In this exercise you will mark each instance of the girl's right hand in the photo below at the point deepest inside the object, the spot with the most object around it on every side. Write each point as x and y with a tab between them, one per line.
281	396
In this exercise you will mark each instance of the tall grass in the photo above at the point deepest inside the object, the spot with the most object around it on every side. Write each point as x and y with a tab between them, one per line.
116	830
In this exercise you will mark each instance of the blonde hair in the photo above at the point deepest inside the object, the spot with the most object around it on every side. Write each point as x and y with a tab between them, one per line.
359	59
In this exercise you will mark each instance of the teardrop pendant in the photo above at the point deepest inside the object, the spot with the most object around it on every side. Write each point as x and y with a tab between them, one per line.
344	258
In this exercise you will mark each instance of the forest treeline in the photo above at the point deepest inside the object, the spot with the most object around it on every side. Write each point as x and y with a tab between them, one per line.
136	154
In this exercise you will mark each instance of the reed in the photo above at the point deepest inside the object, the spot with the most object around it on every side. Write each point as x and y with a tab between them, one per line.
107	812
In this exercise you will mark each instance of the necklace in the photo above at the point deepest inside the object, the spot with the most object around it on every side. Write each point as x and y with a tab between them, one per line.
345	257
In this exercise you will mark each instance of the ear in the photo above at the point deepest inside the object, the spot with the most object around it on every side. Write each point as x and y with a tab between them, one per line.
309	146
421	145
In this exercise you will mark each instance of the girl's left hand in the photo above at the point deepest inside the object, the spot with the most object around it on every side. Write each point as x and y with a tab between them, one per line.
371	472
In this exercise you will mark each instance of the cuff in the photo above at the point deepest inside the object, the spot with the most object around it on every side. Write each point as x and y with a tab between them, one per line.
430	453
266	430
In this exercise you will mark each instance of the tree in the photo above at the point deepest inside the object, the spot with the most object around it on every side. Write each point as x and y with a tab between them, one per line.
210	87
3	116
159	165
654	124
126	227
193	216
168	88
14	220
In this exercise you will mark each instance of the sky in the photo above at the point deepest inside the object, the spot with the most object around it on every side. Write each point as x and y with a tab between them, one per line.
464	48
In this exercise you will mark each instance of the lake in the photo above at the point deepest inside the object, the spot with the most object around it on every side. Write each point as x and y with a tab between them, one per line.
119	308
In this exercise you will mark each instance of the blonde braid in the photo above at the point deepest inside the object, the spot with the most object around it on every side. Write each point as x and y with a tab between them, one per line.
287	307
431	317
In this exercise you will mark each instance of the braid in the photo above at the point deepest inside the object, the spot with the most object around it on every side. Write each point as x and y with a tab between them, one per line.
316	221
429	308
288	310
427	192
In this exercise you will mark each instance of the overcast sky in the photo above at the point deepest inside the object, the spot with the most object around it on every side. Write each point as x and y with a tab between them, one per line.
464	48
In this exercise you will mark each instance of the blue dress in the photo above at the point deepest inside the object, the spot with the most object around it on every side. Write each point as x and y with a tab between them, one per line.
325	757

## Exercise instructions
Rewrite all of the data above as a Markdown table with two columns, No. for the row number and Line for the text of each line. Leave out any blank lines.

## Result
| No. | Line |
|---|---|
| 1 | In this exercise you will mark each instance of the girl's right hand in the photo below at the point deepest inside the object, the spot with the most object around it on every side. Write each point as x and y with a tab between them, one per line. |
| 2 | 281	396 |
| 3 | In this exercise you will mark each instance of the tall grass in the photo above at the point deepest inside the object, the spot with the most object around it on every side. Write each point as x and y with a tab between them, one per line. |
| 4 | 116	830 |
| 5 | In this exercise you will mark each instance of the blonde hair in the photo above at the point deepest inside the object, the spot with the most object around it on every side. Write each point as x and y with a tab between them, one per line. |
| 6 | 359	59 |
| 7 | In this exercise you will mark each instance of the teardrop pendant in the photo above at the point deepest inside the object, the spot with the most object around it on every side. Write each point as x and y with a tab between them, one per line. |
| 8 | 344	258 |
| 9 | In this exercise you will mark each instance of the forest treeline in the photo above at the point deepest inside the object, the spot with the most object around it on every side. Write each point as x and y with a tab between them, one per line. |
| 10 | 136	154 |
| 11 | In this exercise you will mark each instance of the reed in the photo above at the point deepest inside the object, the spot with the most object around it on every side. Write each point as x and y with a tab between them, one per line. |
| 12 | 107	812 |
| 13 | In this exercise you will mark each instance of the necklace in the photo above at the point deepest inside the object, the spot with the most object around it on every side. Write each point as x and y with a tab between them, one per line. |
| 14 | 345	257 |
| 15 | In this exercise you will mark each instance of the ear in the photo above at the point deepest inside the object, the spot with the most object around it on every side. Write each point as x and y with a tab between them, one per line. |
| 16 | 309	146 |
| 17 | 421	145 |
| 18 | In this exercise you will mark each instance of the girl's left hand in the photo above at the point deepest inside the object, the spot with the most object around it on every side. Write each point as x and y with a tab between them, one per line. |
| 19 | 371	472 |
| 20 | In this exercise you will mark each instance of the cuff in the photo above at the point deepest inside the object, the spot with the most object around it on every side. Write each point as x and y with a tab between them, one per line. |
| 21 | 430	453 |
| 22 | 266	430 |
| 23 | In this exercise you will mark each instance of the tree in the photo above at the point deepest inside the object, the spot with the most object around it on every side. Write each point as x and y with a tab between them, one per line. |
| 24 | 210	87 |
| 25 | 3	116 |
| 26 | 159	165 |
| 27 | 654	124 |
| 28 | 126	227 |
| 29 | 193	216 |
| 30 | 168	88 |
| 31 | 14	220 |
| 32 | In this exercise you will mark each instance of the sky in the photo above at the point deepest inside the object, the spot with the most object around it on every side. Write each point as x and y with a tab between them, one per line. |
| 33 | 464	48 |
| 34 | In this exercise you will mark each instance of the lake in the photo above at the point deepest inside the object, the spot with the most object around it on every side. Write each point as x and y with a tab between them, one per line. |
| 35 | 119	308 |
| 36 | In this exercise you will mark each instance of the blonde braid in the photo above at the point deepest inside the object, the spot with the most object around it on every side. Write each point as x and y with a tab between them, one per line. |
| 37 | 287	307 |
| 38 | 431	317 |
| 39 | In this exercise you will mark each instance of the braid in the photo above at the point deepest inside the object, the spot with the most object around it on every side. Write each point as x and y with a tab between them, one per line. |
| 40 | 316	221 |
| 41 | 429	308 |
| 42 | 288	310 |
| 43 | 427	192 |
| 44 | In this exercise you will mark each instance of the overcast sky in the photo above at the point deepest inside the object, the spot with the most object around it on every side. Write each point as x and y with a tab between them, one per line. |
| 45 | 464	48 |
| 46 | In this exercise you will mark each instance of the blue dress in the photo above at the point deepest inside the object, the spot with the most object around it on every side. Write each point as x and y with a tab between them, one per line. |
| 47 | 325	757 |